§ **BRIEF**
Print every one of the entries below word for word, with no changes.
* begin GIVEN INFORMATION *
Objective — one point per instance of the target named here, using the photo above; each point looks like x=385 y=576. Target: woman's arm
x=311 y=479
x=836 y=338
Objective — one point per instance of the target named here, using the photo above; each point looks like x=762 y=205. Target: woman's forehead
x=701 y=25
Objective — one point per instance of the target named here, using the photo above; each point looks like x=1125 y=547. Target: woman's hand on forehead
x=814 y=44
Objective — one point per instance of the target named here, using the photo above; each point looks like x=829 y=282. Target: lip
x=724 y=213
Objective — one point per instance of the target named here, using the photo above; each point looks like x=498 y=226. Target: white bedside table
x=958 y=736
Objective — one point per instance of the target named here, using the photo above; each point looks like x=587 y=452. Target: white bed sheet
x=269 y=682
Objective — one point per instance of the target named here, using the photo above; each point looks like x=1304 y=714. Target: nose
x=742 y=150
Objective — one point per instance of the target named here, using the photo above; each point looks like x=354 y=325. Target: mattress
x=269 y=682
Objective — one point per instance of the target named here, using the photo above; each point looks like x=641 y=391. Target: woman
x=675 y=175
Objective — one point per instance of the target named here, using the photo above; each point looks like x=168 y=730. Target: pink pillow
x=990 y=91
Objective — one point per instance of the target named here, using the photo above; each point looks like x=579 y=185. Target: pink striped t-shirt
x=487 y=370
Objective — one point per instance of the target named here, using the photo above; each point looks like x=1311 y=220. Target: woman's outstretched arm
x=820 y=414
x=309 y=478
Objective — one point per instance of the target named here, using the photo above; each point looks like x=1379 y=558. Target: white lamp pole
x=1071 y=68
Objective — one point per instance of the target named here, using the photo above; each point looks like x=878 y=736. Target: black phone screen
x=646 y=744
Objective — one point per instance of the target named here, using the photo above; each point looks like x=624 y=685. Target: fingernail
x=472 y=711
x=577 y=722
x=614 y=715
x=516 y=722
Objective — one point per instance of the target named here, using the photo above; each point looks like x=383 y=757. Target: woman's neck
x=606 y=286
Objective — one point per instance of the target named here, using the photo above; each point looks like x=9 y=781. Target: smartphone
* end GIVEN INFORMATION *
§ **TASK OUTPUT**
Objective — one point per instance of the target named here, using the photo above; each point looks like x=385 y=576. Target: woman's arm
x=311 y=479
x=836 y=338
Objective — one point per instance of the target named here, using the photo above; each point looks like x=762 y=205. Target: woman's forehead
x=701 y=25
Objective — one point per instance of the target named here, using the photo above; each point looks like x=1125 y=547. Target: woman's hand on forehead
x=814 y=44
Objective — one point per instance of the target named here, using the photo above; each point looks like x=829 y=282. Target: lip
x=724 y=213
Objective — one point per instance of the target named here, using the photo above; each point looks like x=498 y=226. Target: white bedside table
x=958 y=736
Objective — one point per instance of the target named here, using the photo above; each point looks like x=587 y=452. Target: white bed sheet
x=269 y=682
Objective — one point per instance of the target named here, using the photo above; each point looks like x=1304 y=714. Target: nose
x=742 y=150
Objective — one point per instance of the target named here, using the photo above; each point looks like x=354 y=325. Target: mattress
x=269 y=682
Objective — one point per instance of the target named here, using the photo above; each point looks like x=641 y=391. Target: woman
x=675 y=175
Objective — one point per instance of the target named here, using the photo above; each point looks like x=168 y=730. Target: pink pillow
x=990 y=91
Objective — one point per instance of the target named here, using the photo above; each point looks like x=579 y=185. Target: pink striped t-shirt
x=487 y=370
Objective — one point per instance of the target named here, using the photo above; each point looks like x=1311 y=220. Target: woman's outstretched arm
x=820 y=414
x=309 y=478
Objective — one point per instance of the target named here, using the photo above; each point looks like x=1379 y=558. Target: white lamp pole
x=1071 y=68
Objective — one point per instance of the target named here, using the photo above; each point looks like x=878 y=736. Target: black phone screen
x=646 y=744
Objective — one point per instance of the target named here, using the photo above; each point looks like x=624 y=685. Target: fingernail
x=472 y=711
x=577 y=722
x=614 y=715
x=516 y=722
Objective — one point per instance of the target named here, using the photo above; each point looks like x=383 y=757. Target: woman's neck
x=606 y=286
Objective — one point per instance of the target named here, using the photo above; each point looks like x=9 y=781. Target: smartphone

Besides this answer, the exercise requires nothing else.